Brief A: Reproduce the passage of the post on criminal law below word for word, starting at "You just have" and ending at "does.  Or should.".

Source text:
══════

Going Too Far

From Norm Pattis:

The criminal law is not about moral blameworthiness. I cannot emphasize this enough…Thus a person accused is presumed innocent. If the state cannot prove the allegations it has raised, the defendant goes free whether they are morally blameworthy or not.

 

You just have to wonder.  If the criminal law is “not about moral blameworthiness”, then why is a verdict in favor of the prosecution called “guilty”?  This is a term that means, precisely, moral blameworthiness.  It might be truer to say that a “not guilty” verdict – in favor of the defense – is not about moral blameworthiness, since you can be found not guilty but that doesn’t amount to an exoneration, at least intellectually it doesn’t, although emotionally it often does.  Or should.

“Presumed innocent”?  We’ve talked about that before.  What Norm says here is both an accurate statement of what we say we believe, and extremely – even dangerously – naive coming from a lawyer.

It’s one thing for a lawyer to believe that it’s fine if someone he represents, though factually or morally guilty, is found not guilty at a trial.  But to go on from there and assert that the law has nothing to do with morality is taking that unexceptionable, practical idea and building it into a whole outlook on  reality that is part tedious 20th century relativism, and part pretentious intellectual fiction.

══════

Brief B: List every line of the rows below that contains the string "thumb", and treat uppercase and lowercase as different.

══════

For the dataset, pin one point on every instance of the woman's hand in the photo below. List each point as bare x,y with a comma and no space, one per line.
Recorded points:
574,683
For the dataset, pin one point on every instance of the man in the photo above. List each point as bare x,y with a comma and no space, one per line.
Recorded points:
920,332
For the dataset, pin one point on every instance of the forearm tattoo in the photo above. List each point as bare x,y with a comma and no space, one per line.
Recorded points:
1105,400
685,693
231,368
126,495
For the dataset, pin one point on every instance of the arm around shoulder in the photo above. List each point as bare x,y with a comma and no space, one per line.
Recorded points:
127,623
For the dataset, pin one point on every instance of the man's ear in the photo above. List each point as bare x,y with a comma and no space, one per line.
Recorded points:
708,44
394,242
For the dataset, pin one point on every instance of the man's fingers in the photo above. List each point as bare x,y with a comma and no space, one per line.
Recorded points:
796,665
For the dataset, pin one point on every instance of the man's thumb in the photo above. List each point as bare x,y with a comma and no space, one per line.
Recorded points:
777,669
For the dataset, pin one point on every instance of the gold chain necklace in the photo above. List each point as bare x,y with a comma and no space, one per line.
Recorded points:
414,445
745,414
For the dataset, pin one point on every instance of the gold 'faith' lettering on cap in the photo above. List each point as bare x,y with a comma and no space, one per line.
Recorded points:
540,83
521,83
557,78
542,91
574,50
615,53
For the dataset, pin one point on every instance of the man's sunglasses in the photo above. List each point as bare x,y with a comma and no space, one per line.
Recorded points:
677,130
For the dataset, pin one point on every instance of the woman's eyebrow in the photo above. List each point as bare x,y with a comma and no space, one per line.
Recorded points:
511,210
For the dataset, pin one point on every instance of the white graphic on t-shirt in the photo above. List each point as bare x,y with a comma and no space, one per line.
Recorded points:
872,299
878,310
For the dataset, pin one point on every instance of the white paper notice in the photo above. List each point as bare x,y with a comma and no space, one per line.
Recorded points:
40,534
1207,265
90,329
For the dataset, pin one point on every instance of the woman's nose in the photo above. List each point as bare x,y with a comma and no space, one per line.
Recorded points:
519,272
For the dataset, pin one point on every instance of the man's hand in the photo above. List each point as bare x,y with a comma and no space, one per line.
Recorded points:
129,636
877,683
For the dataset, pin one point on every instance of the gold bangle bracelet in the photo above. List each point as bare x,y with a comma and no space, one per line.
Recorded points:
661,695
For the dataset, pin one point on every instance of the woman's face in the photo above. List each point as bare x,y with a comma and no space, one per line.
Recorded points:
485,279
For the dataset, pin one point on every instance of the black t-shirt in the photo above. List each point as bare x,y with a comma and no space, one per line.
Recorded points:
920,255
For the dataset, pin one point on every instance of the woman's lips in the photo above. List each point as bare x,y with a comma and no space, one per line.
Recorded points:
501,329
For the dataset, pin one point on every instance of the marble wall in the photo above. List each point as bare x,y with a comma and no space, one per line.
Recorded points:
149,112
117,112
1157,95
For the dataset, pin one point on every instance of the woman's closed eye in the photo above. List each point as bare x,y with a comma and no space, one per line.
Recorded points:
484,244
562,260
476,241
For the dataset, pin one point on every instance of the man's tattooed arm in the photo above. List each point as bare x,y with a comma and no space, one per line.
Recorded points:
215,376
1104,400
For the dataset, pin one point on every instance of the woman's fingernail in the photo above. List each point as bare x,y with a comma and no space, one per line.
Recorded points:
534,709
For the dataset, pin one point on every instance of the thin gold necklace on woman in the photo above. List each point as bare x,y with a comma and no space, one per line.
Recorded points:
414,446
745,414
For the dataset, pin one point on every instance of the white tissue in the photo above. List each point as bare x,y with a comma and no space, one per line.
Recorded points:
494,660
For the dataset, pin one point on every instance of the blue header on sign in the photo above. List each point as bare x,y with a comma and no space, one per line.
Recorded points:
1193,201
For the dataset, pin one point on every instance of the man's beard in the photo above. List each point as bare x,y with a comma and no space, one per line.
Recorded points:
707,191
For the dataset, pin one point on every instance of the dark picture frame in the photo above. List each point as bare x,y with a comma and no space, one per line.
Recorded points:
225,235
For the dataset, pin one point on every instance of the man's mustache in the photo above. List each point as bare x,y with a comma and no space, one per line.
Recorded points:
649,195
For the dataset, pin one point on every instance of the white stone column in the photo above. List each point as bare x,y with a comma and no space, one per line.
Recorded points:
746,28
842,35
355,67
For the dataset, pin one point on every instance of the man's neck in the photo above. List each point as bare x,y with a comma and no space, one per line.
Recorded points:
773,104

══════

Complete output A:
You just have to wonder.  If the criminal law is “not about moral blameworthiness”, then why is a verdict in favor of the prosecution called “guilty”?  This is a term that means, precisely, moral blameworthiness.  It might be truer to say that a “not guilty” verdict – in favor of the defense – is not about moral blameworthiness, since you can be found not guilty but that doesn’t amount to an exoneration, at least intellectually it doesn’t, although emotionally it often does.  Or should.

Complete output B:
For the dataset, pin one point on every instance of the man's thumb in the photo above. List each point as bare x,y with a comma and no space, one per line.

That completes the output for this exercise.